11/07/2021 – Polynesian Cults (6)

Sunday 20 January 1935

Reviewing the Leads

Alex has a horrible dream in which he ends up back in Ju-Ju House and was taken down stairs. The lid of the well is lifted and he sees the creature again. This time he recalls that some of the faces of the creature weren’t African but white. He realises that he saw that at the time and the implications are that people have been thrown into the well and merged into the blasphemous creature by the cult.

In the morning, they lie in late in Astor Manor, but eventually Alex, Tiger and the Great Zalkador head home to attend to their own domestic needs and recover.

Cassandra wonders what the link is to Polynesian Cults. She begins to read the book, Dark African Sects, but it is hard work. It is rambling and difficult to follow, drifting from subject to subject and quite racist towards Africans.

She also wonders if they could contact the family of Jack Brady, as he has been known to be alive, but remembers that he grew up in the slums of New York. She arranges for Jeziah to telegram Erica to make enquiries when she gets back to New York.

Jeziah dresses in casual clothes to check out what is happening at Ju-Ju House shop. It looks like there has been a fire and the fire brigade have been and gone. The place is roped off and a constable is standing outside. He is pleased.

Monday 21 January 1935

Dark African Sects

Monday daytime is quiet as well until the evening. Cassandra reads more of Dark African Sects that day. It appears to be the account of the author, Nigel Blackwell, as he travels around infiltrating strange cults in Africa after the Great War. Just before she has to go to the lecture at the British Museum, she realises that the author of the book is going to account his experiences in Kenya next.

They assemble early at the British Museum, before the lecture and Cassandra tells them how hard work Dark African Cults is. She wonders why a Cult Leader would need a book on evil cults and she suspects there is something important in there that the cult wants to keep secret.

Cults of Polynesia

The lecture begins and Professor Anthony Clowes gives his lecture in four parts.

Part One of the lecture introduces himself and his various qualifications. Then he moves on to the strange cults he has encountered in Polynesian islands. One believes that an ancient god sleeps under the sea and one day, when the stars are right, he will rise from the depths and destroy the world.

He then moves onto detail a strange cult he discovered in Australia amongst aboriginals, the deity of which is known as the Father of All Bats. His followers would carry out rituals designed to incite their deity to appear and when he did, he would “conquer all men.”

# Source excerpt:
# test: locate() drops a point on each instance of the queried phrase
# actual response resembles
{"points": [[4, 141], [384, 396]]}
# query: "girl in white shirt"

# To do:
Write the next part of the session log about the Polynesian cults lecture, starting after the paragraph on the Father of All Bats. The listing has no role here.

# Task output:
The cult engaged in human sacrifice and forced their victims to walk a gauntlet, during which they were beaten by clubs with the teeth of bats on them, coated in poison derived from bat droppings.

The leaders of the Cult were alleged to be able to transform into bats. It was believed to have died out many centuries ago.

Part Two details an Aboriginal song cycle, which mentions a place where enormous beings gathered, somewhere in the west of Australia. These gods were not at all like men and built huge cities, but the living wind threw down the gods and destroyed their cities. When this happened, the way was opened for the Father of All Bats to come to the land.

Stones in the Desert

Part Three then focuses on four glass slides, on which is photographed sweaty white men standing next to enormous blocks of stone, covered in dim carvings. These blocks were discovered by Arthur McWhirr, of Port Hedland in 1919. McWhirr kept a diary, detailing how his expedition was regularly attacked by Aboriginals. Members were killed through poison and hundreds of small teeth-like punctures, suggesting they had been attacked by the cult of the Father of All Bats.

Part Four, the final part, tells a tail that he collected from Aboriginals near the Arafura Sea, in northern Australia. In it the Sand Bat, or the Father of All Bats, has a battle of wits with Rainbow Snake, the Aboriginal deification of water and the patron of all life. Rainbow Snake succeeded in tricking and trapping the Sand Bat in a watery place where he cannot escape and return to trouble the people. He also discovered that, while worshipped by some Aboriginals, the Father of All Bats is not considered to be a native Aboriginal God, but from somewhere beyond.

Professor Clowes then speculates that this cult has not really died out, it has simply gone to ground and is hidden. He thinks it is part of a pattern of ancient, hidden cults in that region of the world and possibly around the whole world.

Questioning Professor Clowes

Afterward, the Professor takes questions. At one point, Jeziah asks him what sort of practices would suggest that someone was a member of this cult. Professor Clowes says they would have be secretive, native-only exclusivity, it would have to date back quite far, involve murder and human sacrifice and would have to not based on a cult of personality. Also, the cult would worship a deity and their worship is designed not to save them from the end of the world, but to actually bring about the end of the world.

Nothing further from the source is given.